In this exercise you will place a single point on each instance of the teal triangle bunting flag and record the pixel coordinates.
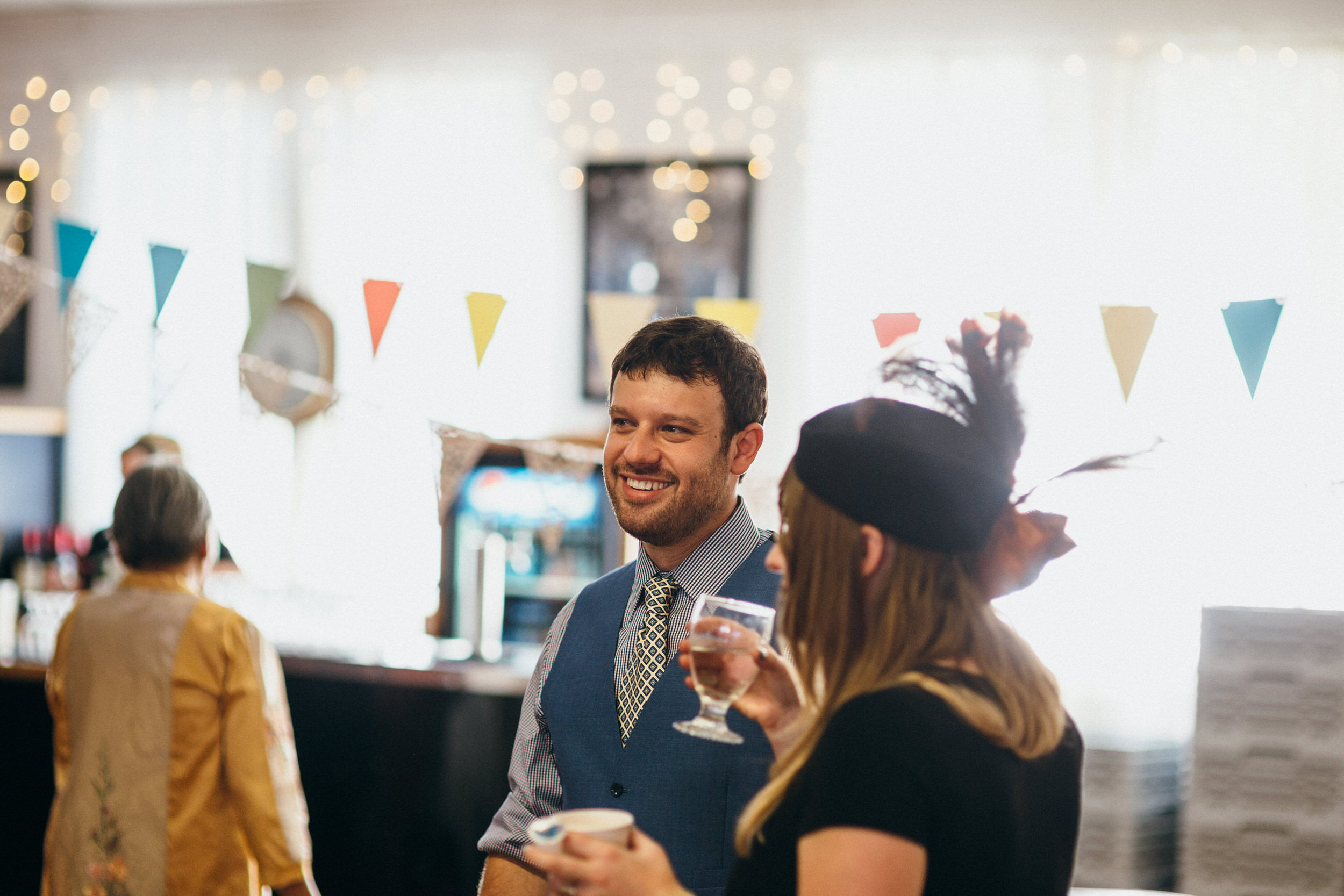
(167, 262)
(73, 245)
(1252, 327)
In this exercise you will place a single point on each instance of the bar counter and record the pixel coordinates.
(402, 768)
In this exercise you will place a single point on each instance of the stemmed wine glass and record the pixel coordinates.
(726, 636)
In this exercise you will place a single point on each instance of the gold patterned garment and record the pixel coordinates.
(174, 750)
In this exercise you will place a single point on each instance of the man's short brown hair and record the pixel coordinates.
(698, 350)
(160, 519)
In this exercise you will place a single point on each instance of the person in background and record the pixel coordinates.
(174, 752)
(923, 746)
(147, 449)
(687, 401)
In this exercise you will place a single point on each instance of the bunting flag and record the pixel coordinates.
(167, 261)
(73, 245)
(264, 288)
(893, 327)
(87, 319)
(380, 299)
(18, 278)
(459, 453)
(614, 318)
(1252, 327)
(484, 311)
(738, 313)
(1128, 328)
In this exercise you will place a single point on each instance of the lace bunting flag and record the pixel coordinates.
(461, 449)
(18, 278)
(87, 319)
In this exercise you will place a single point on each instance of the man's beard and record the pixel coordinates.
(698, 496)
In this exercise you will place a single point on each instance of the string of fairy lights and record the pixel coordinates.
(683, 112)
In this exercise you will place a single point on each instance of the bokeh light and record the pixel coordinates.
(571, 178)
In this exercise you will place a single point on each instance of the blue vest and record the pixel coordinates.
(684, 792)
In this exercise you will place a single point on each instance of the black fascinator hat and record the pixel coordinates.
(934, 478)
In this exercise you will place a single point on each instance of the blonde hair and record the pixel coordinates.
(924, 609)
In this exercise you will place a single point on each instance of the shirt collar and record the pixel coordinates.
(710, 564)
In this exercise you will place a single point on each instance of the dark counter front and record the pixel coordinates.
(402, 768)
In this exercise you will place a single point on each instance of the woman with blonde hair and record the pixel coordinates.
(921, 746)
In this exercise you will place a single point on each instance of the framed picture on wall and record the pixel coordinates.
(659, 237)
(15, 240)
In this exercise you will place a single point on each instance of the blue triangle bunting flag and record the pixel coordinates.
(167, 262)
(73, 245)
(1252, 327)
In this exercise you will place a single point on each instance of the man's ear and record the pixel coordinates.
(744, 448)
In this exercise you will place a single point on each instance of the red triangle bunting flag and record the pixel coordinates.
(893, 327)
(380, 299)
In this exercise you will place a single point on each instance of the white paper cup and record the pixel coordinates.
(612, 825)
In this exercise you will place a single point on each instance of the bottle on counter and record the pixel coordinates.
(30, 571)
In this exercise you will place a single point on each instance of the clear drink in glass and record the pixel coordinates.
(726, 636)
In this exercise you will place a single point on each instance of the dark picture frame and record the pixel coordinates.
(631, 214)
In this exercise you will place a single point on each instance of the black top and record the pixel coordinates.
(902, 762)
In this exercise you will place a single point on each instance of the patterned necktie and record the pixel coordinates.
(651, 653)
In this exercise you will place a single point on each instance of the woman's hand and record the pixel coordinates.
(775, 699)
(593, 867)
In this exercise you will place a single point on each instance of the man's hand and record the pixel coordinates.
(592, 867)
(507, 878)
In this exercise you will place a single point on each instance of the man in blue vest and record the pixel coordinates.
(687, 401)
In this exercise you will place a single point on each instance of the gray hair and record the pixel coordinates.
(160, 519)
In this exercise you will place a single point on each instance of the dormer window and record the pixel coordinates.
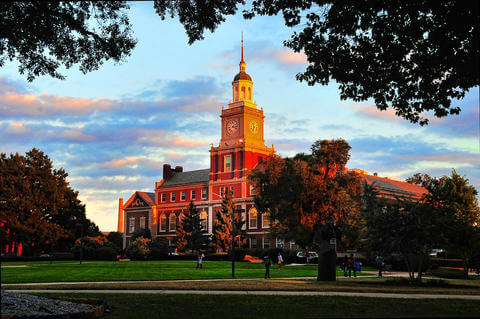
(228, 163)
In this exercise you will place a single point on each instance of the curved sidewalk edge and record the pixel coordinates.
(258, 293)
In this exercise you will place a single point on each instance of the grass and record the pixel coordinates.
(231, 306)
(65, 271)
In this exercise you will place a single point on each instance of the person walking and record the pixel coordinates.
(200, 260)
(280, 261)
(351, 266)
(379, 261)
(268, 262)
(345, 265)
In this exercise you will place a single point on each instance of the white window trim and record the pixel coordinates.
(278, 242)
(225, 163)
(131, 222)
(263, 242)
(160, 223)
(263, 224)
(250, 218)
(251, 240)
(204, 220)
(170, 222)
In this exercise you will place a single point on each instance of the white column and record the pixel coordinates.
(210, 219)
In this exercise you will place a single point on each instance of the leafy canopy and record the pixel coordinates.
(46, 35)
(413, 56)
(37, 205)
(308, 194)
(190, 233)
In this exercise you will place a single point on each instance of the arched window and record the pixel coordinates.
(203, 219)
(163, 223)
(265, 220)
(252, 217)
(173, 222)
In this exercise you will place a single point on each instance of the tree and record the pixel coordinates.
(228, 230)
(141, 232)
(116, 238)
(45, 35)
(411, 229)
(307, 197)
(158, 248)
(456, 202)
(139, 248)
(412, 56)
(190, 233)
(37, 206)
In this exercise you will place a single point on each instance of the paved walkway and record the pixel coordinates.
(257, 293)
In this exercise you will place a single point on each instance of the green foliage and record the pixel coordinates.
(158, 248)
(190, 233)
(415, 56)
(116, 238)
(407, 228)
(45, 35)
(229, 225)
(306, 194)
(37, 205)
(141, 232)
(455, 201)
(138, 249)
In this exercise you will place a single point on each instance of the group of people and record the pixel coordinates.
(348, 265)
(268, 263)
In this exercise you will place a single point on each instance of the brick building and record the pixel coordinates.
(241, 148)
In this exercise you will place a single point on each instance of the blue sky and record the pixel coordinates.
(113, 129)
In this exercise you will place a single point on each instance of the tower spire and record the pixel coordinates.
(242, 48)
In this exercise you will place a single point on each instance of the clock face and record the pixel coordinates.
(232, 127)
(254, 127)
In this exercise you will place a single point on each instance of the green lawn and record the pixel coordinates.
(231, 306)
(64, 271)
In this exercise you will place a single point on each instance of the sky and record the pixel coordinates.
(113, 129)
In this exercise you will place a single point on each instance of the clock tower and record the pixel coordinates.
(242, 144)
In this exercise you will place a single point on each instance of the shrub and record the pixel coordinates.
(105, 253)
(138, 249)
(158, 249)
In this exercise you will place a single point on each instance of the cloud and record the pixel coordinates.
(467, 123)
(288, 57)
(17, 128)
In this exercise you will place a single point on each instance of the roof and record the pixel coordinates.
(242, 76)
(148, 197)
(191, 177)
(389, 187)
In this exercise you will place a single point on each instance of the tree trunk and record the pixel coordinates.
(420, 262)
(327, 263)
(465, 267)
(233, 263)
(411, 274)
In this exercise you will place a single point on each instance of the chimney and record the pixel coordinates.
(167, 171)
(120, 215)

## The request
Transcribe the full listing character for character. Pictures are excluded.

## Result of the task
In this exercise you will place a single point on each instance of the teal triangle bunting flag and record the pixel coordinates.
(167, 262)
(73, 245)
(1252, 327)
In this exercise you will place a single point on each instance of the bar counter and record the pixel coordinates.
(402, 768)
In this exercise you will place a single point on each instance of the stemmed wine glass and record the pixel coordinates.
(726, 636)
In this exercise you will place a single point on each instance of the gold patterned garment and record the pixel coordinates.
(174, 750)
In this exercise you will place a single point on each instance of the man's short brown hair and record the pixel coordinates.
(698, 350)
(160, 519)
In this exercise you will place a single point on each instance of the person in background and record the pixel coordinates.
(174, 752)
(923, 746)
(147, 449)
(687, 401)
In this exercise you will place a single point on each instance of the bunting flag and record the pixel coordinates.
(167, 261)
(73, 245)
(264, 288)
(893, 327)
(87, 319)
(380, 299)
(18, 278)
(459, 453)
(614, 318)
(1252, 327)
(484, 311)
(738, 313)
(1128, 328)
In this exercise you will place a single point on each instance of the lace bunting flag and record the pixel coordinates.
(461, 449)
(18, 278)
(87, 319)
In this exercise you will place a single point on each instance of the man's beard and record the pixel coordinates.
(698, 496)
In this exercise you will place a single point on each instance of the string of fairy lights and record the pixel coordinates.
(683, 112)
In this exercise you will place a single point on each instance of the bokeh light and record the pixel coordinates.
(571, 178)
In this exercise you will place a single point on each instance of the blue vest and record the pixel coordinates.
(684, 792)
In this exercise you will place a single point on each instance of the black fascinator hat and record the pixel coordinates.
(934, 478)
In this exercise you will place a single point on each instance of the blonde hair and record the pixel coordinates.
(924, 609)
In this exercise you will place a single point on each instance of the shirt collar and record the pixel coordinates.
(710, 564)
In this exercise you will place a single point on each instance of the dark counter front and record the pixel coordinates.
(402, 768)
In this exercise you will place a single point on each instance of the woman with blonde hair and record the pixel coordinates.
(921, 746)
In this exercise you will place a single point on each instance of the framed picture on wall and record the pixel coordinates.
(659, 237)
(15, 240)
In this exercise you will place a single point on each instance of the blue triangle bunting flag and record the pixel coordinates.
(167, 262)
(73, 245)
(1252, 327)
In this exercise you will place a single point on each instance of the man's ear and record the pixel coordinates.
(744, 448)
In this exercise you will place a single point on each instance of the red triangle bunting flag and record the pixel coordinates.
(893, 327)
(380, 299)
In this exercise you will place a single point on each instance of the white paper cup and record the pixel coordinates.
(612, 825)
In this exercise you will place a single point on each instance of the bottle on counter and record the pixel coordinates.
(30, 571)
In this exercise you will place a single point on each instance of the clear drink in glass and record the pixel coordinates.
(726, 636)
In this exercise you will place a single point on each instance of the dark picture frame and record the pixel coordinates.
(631, 214)
In this exercise you will place a single point on each instance of the black top and record the pixel coordinates.
(902, 762)
In this exercise you will place a single point on each instance of the patterned necktie and record the pixel coordinates.
(651, 653)
In this exercise you will place a single point on each instance of the woman's hand and record the pixel coordinates.
(775, 699)
(593, 867)
In this exercise you will place a single point on each instance of the man's hand and record the pixel coordinates.
(592, 867)
(507, 878)
In this exercise you will place a single point on each instance of the man in blue vest and record the pixel coordinates.
(687, 401)
In this exercise you will place a single point on each instance of the gray hair and record the pixel coordinates.
(160, 519)
In this exercise you will place a single point on each instance of the dormer window and record the pixel coordinates.
(228, 163)
In this exercise you will place a single point on each instance of the curved sidewalk edge and record the pixel coordinates.
(258, 293)
In this exercise you will place a single point on each instance of the grass and record the pixel coordinates.
(231, 306)
(65, 271)
In this exercise you will place a single point on each instance of the person walking and record the pixel coordinates.
(200, 260)
(280, 261)
(351, 266)
(379, 261)
(268, 262)
(345, 265)
In this exercise you will place a single point on each instance of the white window trim and record the pixel coordinates.
(278, 242)
(225, 163)
(131, 222)
(263, 242)
(160, 223)
(263, 224)
(250, 218)
(251, 240)
(204, 220)
(170, 222)
In this exercise you will place a single point on each instance of the white column and record the pixel coordinates.
(210, 219)
In this exercise you will place a single point on each instance of the leafy canopy and record the pixel coordinates.
(46, 35)
(413, 56)
(37, 205)
(308, 194)
(190, 233)
In this exercise you will place a single point on each instance of the arched window and record the pixel coordinates.
(203, 219)
(163, 223)
(265, 220)
(252, 217)
(173, 222)
In this exercise you will place a single point on each instance of the tree and record the pixel coordinates.
(228, 230)
(141, 232)
(116, 238)
(45, 35)
(411, 229)
(307, 197)
(158, 248)
(456, 202)
(139, 248)
(412, 56)
(190, 233)
(37, 206)
In this exercise you will place a single point on each instance of the paved walkway and record the pixel coordinates.
(257, 293)
In this exercise you will place a single point on each instance of the green foliage and record the pixel coordinates.
(158, 248)
(190, 233)
(415, 56)
(116, 238)
(407, 228)
(45, 35)
(229, 225)
(306, 194)
(37, 205)
(141, 232)
(455, 201)
(138, 249)
In this exercise you will place a single point on each instance of the group of people and record the pixel coordinates.
(348, 265)
(268, 263)
In this exercise you will place a single point on each instance of the brick building and record the pixel coordinates.
(241, 148)
In this exercise you will place a single point on each instance of the blue sky and record the pixel coordinates.
(113, 129)
In this exercise you will place a single point on each instance of the tower spire and record the pixel coordinates.
(242, 48)
In this exercise you will place a single point on each instance of the clock face and record the pixel coordinates.
(232, 127)
(254, 127)
In this exercise you will place a single point on each instance of the green lawn and record the pixel coordinates.
(231, 306)
(64, 271)
In this exercise you will place a single point on each instance of the sky and record the pixel coordinates.
(113, 129)
In this exercise you will place a single point on each instance of the clock tower and record the pixel coordinates.
(242, 144)
In this exercise you will place a single point on each instance of the shrub and record the pixel coordinates.
(105, 253)
(138, 249)
(158, 249)
In this exercise you will place a single point on each instance of the cloud and record the pixel coordinates.
(467, 123)
(288, 57)
(17, 128)
In this exercise you will place a single point on each instance of the roof and record the pixel coordinates.
(242, 76)
(148, 197)
(191, 177)
(389, 187)
In this exercise you will place a single point on each instance of the tree trunk and record the pixel coordinates.
(420, 262)
(327, 263)
(465, 267)
(233, 263)
(411, 274)
In this exercise you will place a single point on each instance of the chimney and record the pixel coordinates.
(167, 171)
(120, 215)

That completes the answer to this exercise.